(Point-per-instance localization data)
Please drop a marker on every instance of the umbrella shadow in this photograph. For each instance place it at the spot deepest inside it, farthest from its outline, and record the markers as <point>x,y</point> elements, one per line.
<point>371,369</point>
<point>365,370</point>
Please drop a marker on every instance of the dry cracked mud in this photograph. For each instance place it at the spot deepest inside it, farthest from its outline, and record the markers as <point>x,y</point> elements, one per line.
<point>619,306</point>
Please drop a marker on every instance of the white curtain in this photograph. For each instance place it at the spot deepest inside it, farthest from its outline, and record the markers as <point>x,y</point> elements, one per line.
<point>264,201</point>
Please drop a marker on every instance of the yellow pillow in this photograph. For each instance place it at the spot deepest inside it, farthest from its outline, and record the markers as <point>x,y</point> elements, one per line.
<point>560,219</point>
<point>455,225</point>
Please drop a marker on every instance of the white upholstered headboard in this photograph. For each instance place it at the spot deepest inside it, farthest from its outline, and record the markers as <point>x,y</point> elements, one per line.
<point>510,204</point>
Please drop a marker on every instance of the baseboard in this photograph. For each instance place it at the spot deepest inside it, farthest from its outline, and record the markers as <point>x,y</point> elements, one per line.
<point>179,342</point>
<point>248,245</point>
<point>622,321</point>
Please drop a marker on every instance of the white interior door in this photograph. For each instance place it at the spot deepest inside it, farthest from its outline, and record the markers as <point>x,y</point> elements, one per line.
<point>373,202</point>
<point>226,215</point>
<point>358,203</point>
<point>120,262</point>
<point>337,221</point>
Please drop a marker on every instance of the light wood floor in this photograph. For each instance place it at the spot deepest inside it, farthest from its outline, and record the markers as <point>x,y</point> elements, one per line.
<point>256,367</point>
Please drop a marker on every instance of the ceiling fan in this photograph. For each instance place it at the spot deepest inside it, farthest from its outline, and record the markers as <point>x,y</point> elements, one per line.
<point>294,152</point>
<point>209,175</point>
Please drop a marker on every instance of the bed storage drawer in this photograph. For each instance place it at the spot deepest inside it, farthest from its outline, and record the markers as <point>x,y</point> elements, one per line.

▶ _Work order_:
Each of the entries must be written out again exactly.

▶ _Result of this task_:
Please drop a marker on every instance of the umbrella shadow in this photograph. For each instance place it at the spot deepest inside it, farthest from its outline, and record the markers as <point>x,y</point> elements, one per line.
<point>371,369</point>
<point>365,370</point>
Please drop a marker on every instance of the dry cracked mud in this photograph. For each instance place it at the spot deepest inside it, farthest from its outline, and record the markers as <point>x,y</point> elements, one per line.
<point>619,306</point>
Please drop a marker on every instance of the white curtain in this photograph. For each instance place it at the spot deepest inside it, farthest from its outline, and record the markers as <point>x,y</point> elements, one per line.
<point>264,201</point>
Please drop a marker on every instance of the yellow pillow in this photograph. For each instance place it at the spot deepest inside it, farthest from its outline, and record the markers as <point>x,y</point> elements, one per line.
<point>560,219</point>
<point>455,225</point>
Please drop a marker on every instance of the white upholstered headboard in this photograph. For each instance place it at the spot deepest inside it, farthest from its outline, and record the markers as <point>x,y</point> elements, one per line.
<point>510,204</point>
Please drop a marker on every instance of the baseboard in this photograph. For each instance place it at the spot deepest inside it, farthest from its outline, and record the markers as <point>x,y</point> elements, one per line.
<point>179,342</point>
<point>248,245</point>
<point>622,321</point>
Please drop a marker on every instance of the white interior door in this photograph. For each instance place it at the spot deepest inside it, farthest from its outline, and record the markers as <point>x,y</point> elements, one per line.
<point>373,202</point>
<point>226,215</point>
<point>358,203</point>
<point>120,262</point>
<point>337,221</point>
Please drop a marker on every instance of the light wood floor in this photograph. For each instance place it at the spot deepest inside it, farthest from its outline, and record the markers as <point>x,y</point> elements, one per line.
<point>256,367</point>
Please drop a marker on every instance of the ceiling fan in this photograph. For each instance place it at the spot deepest inside it, farthest from its outline, and record the markers as <point>x,y</point> elements, one per line.
<point>294,152</point>
<point>209,175</point>
Please drop a marker on every instance of the bed storage drawer in this photograph. For each instance place it at the spot deepest inside it, farthest from its outline, and record the markers as <point>x,y</point> elements, one per line.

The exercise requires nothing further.